- _QUOTED TEXT_:
Skip to content

Latest commit

 

History

History
264 lines (205 loc) · 13.8 KB

CHANGELOG.md

File metadata and controls

264 lines (205 loc) · 13.8 KB

Changelog

All notable changes to this project will be documented in this file.

The format is based on Keep a Changelog, and this project adheres to Semantic Versioning.

Note that for version number starting with a 0, i.e., 0.x.y, a bump of x should be considered as a major (and thus potentially breaking) change. See semver guidelines for more details about this.

[Unreleased]

  • Mark python 3.13 as supported.
  • New model standard_v3_3 model, with better support for TypeScript and non-ascii characters in textual files. See models' CHANGELOG for more information.
  • identify_stream() now restores the stream's original position after reading from it, preventing side effects on subsequent stream operations. (#1020)
  • Bugfix: limit the number of bytes we read in case of an input with just many whitespaces. (#1015)
  • Bugfix: do not alter warnings' simplefilter as this has visible side effects for other modules. (#1017)
  • Add asdict() utility method to MagikaResult.
  • Set prediction.overwrite_reason to Overwrite.NONE if output.label is the same as dl.label. (#1023)

[0.6.1] - 2025-03-19

Overview

Magika v0.6.1 is a significant update featuring a new model with 2x supported content types, a new command line client in Rust, performance improvements, API enhancements, and a few breaking changes. This changelog entry rolls up all changes from v0.5.1, the last stable release.

Important

There are a few breaking changes! After reading about the new key features and improvements, we suggest to consult the migration guide below and the updated documention.

Key Features and Improvements

  • New deep learning model: We introduce a new model, standard_v3_2, which supports 2x content types (200+ in total, see full list here), has a similar ~99% average accuracy, and is ~20% faster, with an inference speed of about ~2ms on CPUs (YMMV depending on your testing setup). See models' CHANGELOG for more information.

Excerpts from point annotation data
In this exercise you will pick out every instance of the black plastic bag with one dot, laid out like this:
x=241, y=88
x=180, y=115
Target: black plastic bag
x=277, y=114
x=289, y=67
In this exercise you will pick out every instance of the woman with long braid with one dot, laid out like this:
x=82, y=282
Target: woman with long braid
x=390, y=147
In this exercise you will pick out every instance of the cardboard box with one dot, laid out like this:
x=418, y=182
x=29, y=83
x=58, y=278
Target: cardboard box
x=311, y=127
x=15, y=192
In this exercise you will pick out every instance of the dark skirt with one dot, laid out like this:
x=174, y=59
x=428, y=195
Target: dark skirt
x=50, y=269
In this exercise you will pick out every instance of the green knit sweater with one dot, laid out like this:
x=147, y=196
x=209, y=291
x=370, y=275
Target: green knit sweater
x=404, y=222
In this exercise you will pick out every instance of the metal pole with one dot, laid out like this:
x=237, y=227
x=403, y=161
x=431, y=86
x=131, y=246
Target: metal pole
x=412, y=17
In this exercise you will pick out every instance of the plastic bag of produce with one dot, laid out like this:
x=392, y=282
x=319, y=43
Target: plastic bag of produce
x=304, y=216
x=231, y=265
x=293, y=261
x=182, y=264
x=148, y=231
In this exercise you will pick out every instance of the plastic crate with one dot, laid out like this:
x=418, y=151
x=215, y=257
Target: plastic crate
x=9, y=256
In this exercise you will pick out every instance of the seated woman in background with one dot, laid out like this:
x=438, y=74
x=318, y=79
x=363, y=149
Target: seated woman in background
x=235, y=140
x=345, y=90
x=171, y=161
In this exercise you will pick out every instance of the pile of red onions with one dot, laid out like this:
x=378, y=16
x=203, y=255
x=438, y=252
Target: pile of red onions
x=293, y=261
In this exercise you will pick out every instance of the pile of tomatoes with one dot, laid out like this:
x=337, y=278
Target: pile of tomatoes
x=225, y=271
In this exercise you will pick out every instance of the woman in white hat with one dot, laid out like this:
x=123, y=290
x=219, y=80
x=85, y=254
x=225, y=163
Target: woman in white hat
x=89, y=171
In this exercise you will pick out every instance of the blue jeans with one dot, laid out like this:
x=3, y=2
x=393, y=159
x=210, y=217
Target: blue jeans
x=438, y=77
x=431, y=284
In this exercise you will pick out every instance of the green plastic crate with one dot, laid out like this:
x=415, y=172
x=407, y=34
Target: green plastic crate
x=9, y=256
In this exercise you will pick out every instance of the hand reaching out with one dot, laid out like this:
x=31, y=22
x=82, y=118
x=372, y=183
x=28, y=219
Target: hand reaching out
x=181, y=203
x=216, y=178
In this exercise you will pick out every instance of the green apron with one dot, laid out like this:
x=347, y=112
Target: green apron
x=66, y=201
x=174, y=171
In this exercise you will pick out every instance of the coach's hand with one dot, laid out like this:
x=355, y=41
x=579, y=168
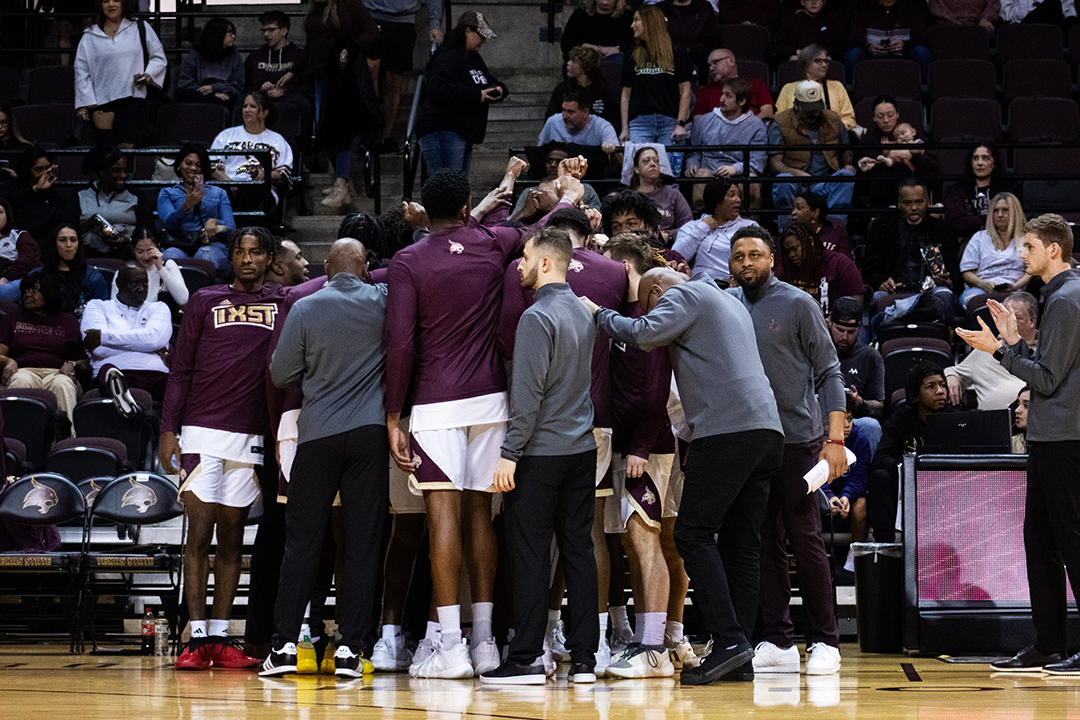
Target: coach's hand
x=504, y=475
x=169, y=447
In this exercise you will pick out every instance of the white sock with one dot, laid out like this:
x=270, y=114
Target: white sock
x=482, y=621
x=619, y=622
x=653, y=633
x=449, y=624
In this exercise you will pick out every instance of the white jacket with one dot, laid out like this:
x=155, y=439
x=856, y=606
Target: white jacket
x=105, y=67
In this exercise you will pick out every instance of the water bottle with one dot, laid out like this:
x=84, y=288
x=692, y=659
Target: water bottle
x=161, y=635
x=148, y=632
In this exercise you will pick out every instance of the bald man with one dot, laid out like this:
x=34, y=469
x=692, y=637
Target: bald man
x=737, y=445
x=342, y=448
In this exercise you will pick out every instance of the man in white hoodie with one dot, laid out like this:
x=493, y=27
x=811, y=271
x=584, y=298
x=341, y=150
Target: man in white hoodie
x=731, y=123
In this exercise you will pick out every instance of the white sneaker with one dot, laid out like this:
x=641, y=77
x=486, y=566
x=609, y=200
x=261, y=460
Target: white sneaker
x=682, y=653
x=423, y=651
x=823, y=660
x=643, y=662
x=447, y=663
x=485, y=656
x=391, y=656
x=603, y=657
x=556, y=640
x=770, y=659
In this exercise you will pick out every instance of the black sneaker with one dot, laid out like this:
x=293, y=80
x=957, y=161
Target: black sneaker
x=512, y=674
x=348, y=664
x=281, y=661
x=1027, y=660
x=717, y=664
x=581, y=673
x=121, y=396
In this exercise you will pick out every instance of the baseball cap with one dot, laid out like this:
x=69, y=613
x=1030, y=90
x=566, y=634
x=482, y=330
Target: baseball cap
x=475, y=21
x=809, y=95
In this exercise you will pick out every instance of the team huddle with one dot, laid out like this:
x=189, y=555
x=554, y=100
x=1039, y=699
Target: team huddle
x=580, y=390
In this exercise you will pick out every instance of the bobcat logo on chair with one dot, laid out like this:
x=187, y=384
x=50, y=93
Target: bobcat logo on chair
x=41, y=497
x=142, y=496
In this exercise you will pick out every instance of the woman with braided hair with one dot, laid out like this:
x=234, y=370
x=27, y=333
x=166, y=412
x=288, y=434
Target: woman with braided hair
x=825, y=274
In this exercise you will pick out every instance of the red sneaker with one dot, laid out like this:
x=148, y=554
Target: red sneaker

- _WRITTEN PROBLEM 1_:
In the changelog, from which earlier release does the v0.6.1 overview roll up all changes?
- _WRITTEN PROBLEM 2_:
List every issue number cited in parentheses in the [Unreleased] section of the changelog.
- _WRITTEN PROBLEM 3_:
Please decide whether each statement agrees with the changelog, answering yes or no and quoting the words that settle it: (a) Python 3.13 is marked as supported in the unreleased changes. (b) The standard_v3_2 model runs about 20% slower than before. (c) identify_stream() leaves the stream at its end after reading from it.

- _SOLUTION 1_:
From v0.5.1, the last stable release.

- _SOLUTION 2_:
#1020, #1015, #1017, #1023

- _SOLUTION 3_:
(a) Yes: "Mark python 3.13 as supported."
(b) No: "is ~20% faster"
(c) No: "identify_stream() now restores the stream's original position after reading from it"